Start of TEXT SEGMENT
Lincoln was "viable without TARP funds," but still wanted taxpayer dollars, so it could sell more annuities and life insurance, says the Special Inspector General for TARP

Why, asks Special Inspector General Neil Barofsky in a new report, did the US Treasury give Radnor-based Lincoln National Corp. nearly $1 billion in Troubled Asset Relief Program money, when Lincoln's business has "little to do with lending to consumers and businesses?"

Barofsky also questioned the $3.4 billion TARP invested in Hartford Financial Services Group. Giving giving Lincoln and Hartford money "was incongruous with the spirit and intent" of the TARP capital program, which was to boost lending at a time when banks were cutting back.

If Treasury wanted to use the money for something else, like bailing out life insurance salesmen (and helping them compete with rivals that weren't bailed out), it should have written them into the program - as it did with General Motors and Chrysler, Barofsky wrote. Read his report here.

Lincoln is based in Radnor, and operates largely through insurance subsidiaries in Indiana, North Carolina and other states. It's best known locally for its 20-year, $140 million name-brand sponsorship of the NFL Eagles' Lincoln Financial Field.

Both Lincoln and Hartford, the former prosecutor says, have done a great job tracking every TARP dollar, where it comes from and where it goes - proving this can be done by bailout recipients, despite bank ceos' past claims to the contrary.
End of TEXT SEGMENT
> **TASK OBJECTIVE**:
Please state how much TARP money the text on the Lincoln bailout says was invested in Hartford Financial Services Group.
Start of STORED ROWS
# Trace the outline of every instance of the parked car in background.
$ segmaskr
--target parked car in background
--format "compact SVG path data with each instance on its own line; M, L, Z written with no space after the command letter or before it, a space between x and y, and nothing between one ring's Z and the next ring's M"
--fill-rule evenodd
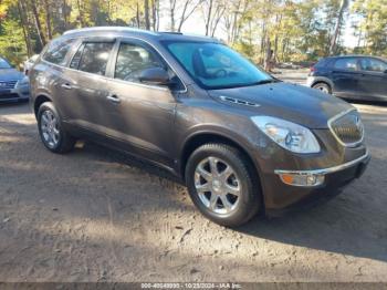
M30 59L28 59L27 61L24 61L23 64L23 70L24 70L24 74L28 75L32 65L35 63L35 61L38 60L39 54L34 54L32 55Z
M366 55L325 58L311 68L307 85L338 97L387 101L387 61Z
M275 80L211 38L69 31L30 77L49 151L88 138L140 156L184 179L224 226L332 196L369 160L355 107Z
M0 102L27 101L29 97L29 79L0 56Z

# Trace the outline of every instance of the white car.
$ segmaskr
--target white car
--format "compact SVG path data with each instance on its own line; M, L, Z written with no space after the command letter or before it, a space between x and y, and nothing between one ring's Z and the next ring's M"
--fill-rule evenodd
M34 54L32 55L30 59L28 59L27 61L24 61L23 64L23 69L24 69L24 74L28 75L29 71L31 70L32 65L35 63L35 61L38 60L39 54Z

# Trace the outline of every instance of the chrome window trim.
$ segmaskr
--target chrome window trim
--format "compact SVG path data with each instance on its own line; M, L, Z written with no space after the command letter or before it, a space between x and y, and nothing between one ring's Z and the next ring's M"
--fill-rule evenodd
M335 133L335 131L333 130L332 123L335 122L336 120L341 118L342 116L345 116L346 114L349 114L349 113L353 112L353 111L356 111L356 112L357 112L357 110L356 110L355 107L348 108L348 110L346 110L346 111L339 113L338 115L335 115L334 117L332 117L332 118L328 120L328 128L330 128L330 131L332 132L332 134L333 134L333 136L335 137L335 139L336 139L342 146L344 146L344 147L349 147L349 148L356 147L357 145L359 145L359 144L363 143L363 141L364 141L364 135L365 135L365 134L364 134L364 130L363 130L362 138L360 138L359 141L354 142L354 143L344 143L344 142L337 136L337 134ZM363 122L362 122L362 123L363 123Z
M312 170L282 170L282 169L276 169L276 170L274 170L274 173L278 174L278 175L281 175L281 174L326 175L326 174L331 174L331 173L335 173L335 172L347 169L347 168L354 166L355 164L360 163L360 162L363 162L363 160L365 160L365 159L367 159L369 157L370 157L370 155L369 155L369 152L367 149L366 153L363 156L360 156L360 157L358 157L358 158L356 158L354 160L351 160L351 162L347 162L347 163L334 166L334 167L323 168L323 169L312 169Z
M75 40L77 38L74 38ZM49 62L46 60L44 60L43 58L41 59L42 62L46 63L46 64L50 64L50 65L54 65L56 68L60 68L60 69L65 69L65 70L70 70L70 71L74 71L74 72L81 72L81 73L84 73L84 74L87 74L87 75L93 75L93 76L98 76L98 77L102 77L104 80L108 80L108 81L118 81L118 82L124 82L125 84L129 84L129 85L136 85L136 86L142 86L142 87L148 87L148 89L154 89L154 90L159 90L159 91L168 91L169 89L167 87L161 87L161 86L157 86L157 85L149 85L149 84L142 84L142 83L136 83L136 82L129 82L129 81L123 81L123 80L118 80L118 79L114 79L114 77L108 77L106 75L101 75L101 74L95 74L95 73L90 73L90 72L84 72L84 71L80 71L80 70L75 70L75 69L71 69L70 68L70 63L72 61L72 59L74 58L74 54L76 53L76 51L80 49L80 46L82 45L82 43L84 42L84 39L82 37L79 38L81 40L81 43L76 45L76 50L75 52L72 51L72 54L71 54L71 59L70 60L66 60L66 64L65 65L60 65L60 64L56 64L56 63L52 63L52 62ZM170 65L170 63L167 61L167 59L160 53L160 51L154 45L151 44L150 42L144 40L144 39L140 39L140 38L136 38L136 37L117 37L116 40L125 40L125 39L134 39L134 40L139 40L139 41L144 41L145 43L149 44L154 50L157 51L158 54L160 54L160 56L163 58L163 60L169 65L169 68L174 71L174 73L176 74L177 77L179 77L180 82L182 83L185 90L179 90L179 91L172 91L172 90L169 90L170 92L174 92L174 93L180 93L180 94L184 94L184 93L187 93L188 92L188 89L187 89L187 85L185 84L185 82L182 82L180 75L174 70L174 68Z

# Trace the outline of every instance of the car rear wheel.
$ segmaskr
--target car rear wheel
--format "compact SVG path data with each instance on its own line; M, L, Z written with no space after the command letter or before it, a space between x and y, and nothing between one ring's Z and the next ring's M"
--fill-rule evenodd
M312 86L313 89L320 90L325 94L332 94L331 86L326 83L316 83Z
M261 194L249 160L237 148L207 144L188 159L186 183L199 210L212 221L237 227L260 209Z
M74 147L75 138L63 128L60 115L51 102L39 107L38 127L41 141L49 151L66 153Z

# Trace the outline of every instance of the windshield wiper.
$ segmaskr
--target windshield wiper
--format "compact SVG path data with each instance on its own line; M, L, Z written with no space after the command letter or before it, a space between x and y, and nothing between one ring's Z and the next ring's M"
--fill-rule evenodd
End of STORED ROWS
> **FULL SOLUTION**:
$3.4 billion